◆ Aufgaben zur Übung
[1] Welche Höchstzahl an Lizenzen für Sportwettenanbieter sieht der neue Glücksspielstaatsvertrag laut dem Artikel über die Öffnung des Sportwettenmarkts vor?
[2] Setzen Sie den Artikel über die Öffnung des Sportwettenmarkts im Anschluss an seinen letzten Satz fort.

Sportwettenmarkt wird für Privatanbieter geöffnet Neuer Glücksspielstaatsvertrag unterzeichnet

Berlin · Der Weg für eine Öffnung von Deutschlands milliardenschwerem Sportwettenmarkt für private Anbieter ist unter Vorbehalt frei. Die Regierungschefs aller Bundesländer mit Ausnahme Schleswig-Holsteins unterzeichneten am Donnerstag in Berlin eine entsprechende Änderung des Glücksspielstaatsvertrags.

Allerdings soll der Vertrag nach dem Willen aller 15 Länder erst dann den Parlamenten zur Ratifizierung vorgelegt werden, wenn die EU-Kommission keine rechtlichen Bedenken anmeldet.

Wie erwartet unterschrieb Schleswig-Holstein die Novellierung nicht. Dort gilt ab 1. Januar ein eigenes und sehr viel liberaleres Glücksspielgesetz, das Sportwetten und auch Poker im Internet zulässt.

Sachsen-Anhalts Ministerpräsident Reiner Haseloff (CDU) wertete die Unterzeichnung am Donnerstag als Erfolg. "Der Föderalismus hat sich als funktionsfähig erwiesen", sagte er. "Wir haben bis in die letzten Stunden hinein verhandelt und glauben, dass wir einen guten Kompromiss hinbekommen haben." Aufgrund von positiven Signalen aus Brüssel gehe er davon aus, dass die Zustimmung durch die EU-Kommission in den nächsten Wochen schriftlich vorliegen werde.
Nach Ausräumung dieser rechtlichen Bedenken sei Schleswig-Holstein dann eingeladen, den Vertrag doch noch zu unterzeichnen.

Zweifel in Kiel

Der Kieler Regierungschef Peter Harry Carstensen (CDU) warnte jedoch, von einem automatischen Beitritt Schleswig-Holsteins auszugehen. Sein Land habe ein von der EU bereits notifiziertes Gesetz, allerdings würden die Lizenzen für private Anbieter nicht vor dem 1. März ausgegeben. Damit bleibe Luft, um die Entscheidung der EU-Kommission abzuwarten. Sollte das von den übrigen 15 Ländern beschlossene Verbot von Online-Spielen ebenfalls als EU-konform angesehen werden, müsse noch einmal nachgedacht werden.

Der neue Glücksspielstaatsvertrag sieht die Vergabe von höchstens 20 Lizenzen für Sportwettenanbieter sowie eine Steuer auf den Umsatz von fünf Prozent vor. Dadurch sollen die bislang illegalen Sportwetten liberalisiert und kanalisiert werden, um Suchtgefahren vorzubeugen. Carstensen rechnete mit Klagen von Wettanbietern.

◆ Arbeitsmaterial
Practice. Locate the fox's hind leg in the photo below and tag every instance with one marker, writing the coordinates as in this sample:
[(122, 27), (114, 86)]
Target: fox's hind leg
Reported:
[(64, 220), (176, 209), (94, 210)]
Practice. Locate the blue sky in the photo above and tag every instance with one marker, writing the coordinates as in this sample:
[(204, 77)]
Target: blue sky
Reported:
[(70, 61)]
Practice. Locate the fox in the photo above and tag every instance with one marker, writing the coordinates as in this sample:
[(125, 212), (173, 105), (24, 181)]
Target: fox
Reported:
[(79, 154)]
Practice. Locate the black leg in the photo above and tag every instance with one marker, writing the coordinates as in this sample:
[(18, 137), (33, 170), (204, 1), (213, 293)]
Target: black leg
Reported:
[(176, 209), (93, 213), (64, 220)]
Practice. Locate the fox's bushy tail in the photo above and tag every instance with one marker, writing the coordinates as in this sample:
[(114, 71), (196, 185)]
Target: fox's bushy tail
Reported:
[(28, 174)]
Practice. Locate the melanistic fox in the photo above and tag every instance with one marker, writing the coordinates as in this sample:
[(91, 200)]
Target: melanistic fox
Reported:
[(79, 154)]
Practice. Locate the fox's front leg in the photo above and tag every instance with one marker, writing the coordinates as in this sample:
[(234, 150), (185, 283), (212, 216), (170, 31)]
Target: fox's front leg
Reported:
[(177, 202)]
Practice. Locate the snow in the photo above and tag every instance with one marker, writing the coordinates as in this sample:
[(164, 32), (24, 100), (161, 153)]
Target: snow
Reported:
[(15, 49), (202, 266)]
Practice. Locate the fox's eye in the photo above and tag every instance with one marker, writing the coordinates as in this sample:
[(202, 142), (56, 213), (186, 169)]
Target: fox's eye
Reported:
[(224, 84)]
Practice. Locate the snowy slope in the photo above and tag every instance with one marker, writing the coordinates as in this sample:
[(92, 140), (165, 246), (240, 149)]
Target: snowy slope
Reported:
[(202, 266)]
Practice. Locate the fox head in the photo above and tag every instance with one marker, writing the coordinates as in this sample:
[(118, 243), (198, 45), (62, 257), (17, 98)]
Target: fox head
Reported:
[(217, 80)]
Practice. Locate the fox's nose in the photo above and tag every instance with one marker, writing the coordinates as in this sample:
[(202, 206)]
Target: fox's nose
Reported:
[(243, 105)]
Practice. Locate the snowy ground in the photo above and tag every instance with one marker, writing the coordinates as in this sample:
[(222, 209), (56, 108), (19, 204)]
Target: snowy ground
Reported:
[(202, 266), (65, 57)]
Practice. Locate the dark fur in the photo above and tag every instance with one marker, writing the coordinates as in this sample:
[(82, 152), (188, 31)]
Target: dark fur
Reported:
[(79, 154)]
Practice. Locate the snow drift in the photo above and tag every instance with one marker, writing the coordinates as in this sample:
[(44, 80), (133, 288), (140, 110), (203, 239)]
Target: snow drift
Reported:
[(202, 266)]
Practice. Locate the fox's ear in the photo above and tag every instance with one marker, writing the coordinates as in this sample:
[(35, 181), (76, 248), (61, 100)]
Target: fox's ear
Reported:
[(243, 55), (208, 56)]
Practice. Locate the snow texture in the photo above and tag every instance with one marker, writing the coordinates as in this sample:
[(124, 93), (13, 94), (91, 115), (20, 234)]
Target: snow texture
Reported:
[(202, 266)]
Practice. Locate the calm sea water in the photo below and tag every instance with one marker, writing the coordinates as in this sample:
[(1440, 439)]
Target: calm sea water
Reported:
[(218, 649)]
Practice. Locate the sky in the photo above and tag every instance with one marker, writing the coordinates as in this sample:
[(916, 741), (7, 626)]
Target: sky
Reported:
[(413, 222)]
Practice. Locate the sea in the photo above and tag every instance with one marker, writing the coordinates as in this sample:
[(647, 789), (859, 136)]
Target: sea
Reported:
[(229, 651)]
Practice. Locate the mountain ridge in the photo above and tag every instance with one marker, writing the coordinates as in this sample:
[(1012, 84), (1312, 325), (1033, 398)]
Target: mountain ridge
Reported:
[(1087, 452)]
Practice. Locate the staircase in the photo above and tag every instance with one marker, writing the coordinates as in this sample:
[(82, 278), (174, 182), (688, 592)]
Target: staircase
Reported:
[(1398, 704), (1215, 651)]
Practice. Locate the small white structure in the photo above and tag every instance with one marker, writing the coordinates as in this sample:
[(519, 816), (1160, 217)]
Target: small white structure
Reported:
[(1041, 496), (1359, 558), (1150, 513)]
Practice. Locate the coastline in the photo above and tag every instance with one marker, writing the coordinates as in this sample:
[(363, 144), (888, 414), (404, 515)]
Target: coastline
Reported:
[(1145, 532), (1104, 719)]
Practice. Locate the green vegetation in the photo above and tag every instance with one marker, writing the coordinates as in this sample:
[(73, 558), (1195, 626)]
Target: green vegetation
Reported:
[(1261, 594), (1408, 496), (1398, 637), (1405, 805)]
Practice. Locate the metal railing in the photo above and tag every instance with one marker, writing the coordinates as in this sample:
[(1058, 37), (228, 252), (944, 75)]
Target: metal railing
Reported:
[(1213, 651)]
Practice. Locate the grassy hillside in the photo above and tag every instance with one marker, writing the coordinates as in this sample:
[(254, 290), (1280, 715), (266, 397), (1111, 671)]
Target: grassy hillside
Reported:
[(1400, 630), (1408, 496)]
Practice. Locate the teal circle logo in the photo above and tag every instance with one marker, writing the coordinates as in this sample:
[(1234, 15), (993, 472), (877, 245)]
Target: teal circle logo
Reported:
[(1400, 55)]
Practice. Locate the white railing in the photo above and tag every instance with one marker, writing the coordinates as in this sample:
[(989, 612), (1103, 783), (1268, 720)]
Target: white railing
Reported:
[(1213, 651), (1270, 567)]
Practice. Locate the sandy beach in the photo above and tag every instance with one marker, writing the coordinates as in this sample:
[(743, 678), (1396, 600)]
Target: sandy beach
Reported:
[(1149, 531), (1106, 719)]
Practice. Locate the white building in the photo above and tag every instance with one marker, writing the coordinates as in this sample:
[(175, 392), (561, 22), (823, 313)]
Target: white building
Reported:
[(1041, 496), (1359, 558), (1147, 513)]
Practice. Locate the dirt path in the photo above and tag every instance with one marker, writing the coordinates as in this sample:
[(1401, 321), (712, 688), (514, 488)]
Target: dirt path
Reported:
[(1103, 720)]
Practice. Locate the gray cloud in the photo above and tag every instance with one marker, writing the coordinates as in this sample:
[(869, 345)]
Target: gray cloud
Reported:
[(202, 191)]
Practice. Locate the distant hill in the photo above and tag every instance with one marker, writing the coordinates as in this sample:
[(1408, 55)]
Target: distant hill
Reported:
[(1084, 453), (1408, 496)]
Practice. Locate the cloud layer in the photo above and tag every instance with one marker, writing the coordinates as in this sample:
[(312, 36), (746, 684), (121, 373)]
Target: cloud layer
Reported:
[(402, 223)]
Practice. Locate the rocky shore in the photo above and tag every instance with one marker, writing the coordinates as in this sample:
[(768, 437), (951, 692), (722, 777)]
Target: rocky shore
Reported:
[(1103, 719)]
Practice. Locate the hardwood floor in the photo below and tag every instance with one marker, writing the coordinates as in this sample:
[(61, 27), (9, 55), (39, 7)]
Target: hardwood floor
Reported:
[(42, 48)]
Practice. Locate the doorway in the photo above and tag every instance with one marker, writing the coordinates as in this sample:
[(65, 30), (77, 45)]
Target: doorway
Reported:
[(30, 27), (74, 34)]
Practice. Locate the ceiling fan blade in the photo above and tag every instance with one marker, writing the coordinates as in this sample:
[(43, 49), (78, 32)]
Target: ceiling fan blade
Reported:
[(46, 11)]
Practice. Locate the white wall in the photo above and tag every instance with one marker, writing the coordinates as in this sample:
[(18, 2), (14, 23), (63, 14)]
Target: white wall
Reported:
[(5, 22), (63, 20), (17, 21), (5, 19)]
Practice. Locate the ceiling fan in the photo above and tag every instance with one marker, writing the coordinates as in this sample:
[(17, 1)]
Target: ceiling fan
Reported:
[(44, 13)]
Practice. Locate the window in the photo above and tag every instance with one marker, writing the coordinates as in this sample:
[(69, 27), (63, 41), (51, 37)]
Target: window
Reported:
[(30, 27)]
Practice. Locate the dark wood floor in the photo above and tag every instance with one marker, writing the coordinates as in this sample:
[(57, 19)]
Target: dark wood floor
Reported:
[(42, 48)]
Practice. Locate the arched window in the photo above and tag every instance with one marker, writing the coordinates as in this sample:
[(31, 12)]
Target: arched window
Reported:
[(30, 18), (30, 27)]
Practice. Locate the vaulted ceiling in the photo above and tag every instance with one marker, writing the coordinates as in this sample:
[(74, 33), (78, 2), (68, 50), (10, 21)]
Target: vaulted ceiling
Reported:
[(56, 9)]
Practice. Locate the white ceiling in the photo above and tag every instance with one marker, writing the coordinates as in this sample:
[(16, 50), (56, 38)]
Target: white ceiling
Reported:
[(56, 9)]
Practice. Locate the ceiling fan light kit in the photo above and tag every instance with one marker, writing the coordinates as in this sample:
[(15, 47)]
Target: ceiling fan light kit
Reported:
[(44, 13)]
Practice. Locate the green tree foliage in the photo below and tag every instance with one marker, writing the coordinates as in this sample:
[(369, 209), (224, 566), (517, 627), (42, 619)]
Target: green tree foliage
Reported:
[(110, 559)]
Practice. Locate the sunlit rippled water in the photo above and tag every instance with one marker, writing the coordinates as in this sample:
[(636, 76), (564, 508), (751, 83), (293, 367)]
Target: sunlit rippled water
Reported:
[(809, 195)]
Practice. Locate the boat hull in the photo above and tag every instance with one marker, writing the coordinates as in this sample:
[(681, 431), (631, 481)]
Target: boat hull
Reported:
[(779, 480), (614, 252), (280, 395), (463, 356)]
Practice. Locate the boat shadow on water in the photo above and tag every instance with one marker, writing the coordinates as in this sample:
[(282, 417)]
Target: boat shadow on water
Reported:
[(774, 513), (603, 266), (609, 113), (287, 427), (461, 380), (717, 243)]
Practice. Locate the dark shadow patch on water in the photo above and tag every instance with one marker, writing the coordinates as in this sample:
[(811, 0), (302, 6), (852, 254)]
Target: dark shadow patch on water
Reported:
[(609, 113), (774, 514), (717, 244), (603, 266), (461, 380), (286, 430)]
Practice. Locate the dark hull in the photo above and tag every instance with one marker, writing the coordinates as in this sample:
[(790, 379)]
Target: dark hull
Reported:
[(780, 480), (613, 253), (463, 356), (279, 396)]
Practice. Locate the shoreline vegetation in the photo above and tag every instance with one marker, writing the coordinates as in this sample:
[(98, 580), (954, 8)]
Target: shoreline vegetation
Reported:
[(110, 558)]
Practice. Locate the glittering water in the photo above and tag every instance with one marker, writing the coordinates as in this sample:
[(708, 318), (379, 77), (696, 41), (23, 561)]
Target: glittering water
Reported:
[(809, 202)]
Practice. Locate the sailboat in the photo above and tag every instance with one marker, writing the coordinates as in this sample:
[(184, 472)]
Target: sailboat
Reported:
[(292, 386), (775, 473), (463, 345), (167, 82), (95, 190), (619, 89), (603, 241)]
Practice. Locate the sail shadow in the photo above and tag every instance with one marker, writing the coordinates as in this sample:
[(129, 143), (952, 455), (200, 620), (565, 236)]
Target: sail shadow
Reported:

◆ Lösungen
[1] Höchstens 20 Lizenzen.

[2]
"Spätestens der 21. wird dann klagen", sagte er, in diesem Fall werde ein Gericht entscheiden.

Der rheinland-pfälzische Ministerpräsident Kurt Beck (SPD) hielt dem entgegen, an geltende Gesetze müssten sich in Deutschland auch Gerichte halten - es sei denn, sie hätten Verfassungsbedenken.
Indirekt riet er Schleswig-Holstein zu einem Blick auf das Urteil des Bundesverfassungsgerichts zur Spielsucht. Dieses lege den Ländern sehr enge Grenzen auf.

Derzeitiger Vertrag läuft zum Jahresende aus

Der hessische Ministerpräsident Volker Bouffier (CDU) hatte vor der Sitzung der Ministerpräsidenten für eine Einigung plädiert, allerdings eine "erhebliche Reihe von Vorbehalten" geltend gemacht.
Die Regelung hätte "noch zukunftsfähiger" ausfallen können, sagte er.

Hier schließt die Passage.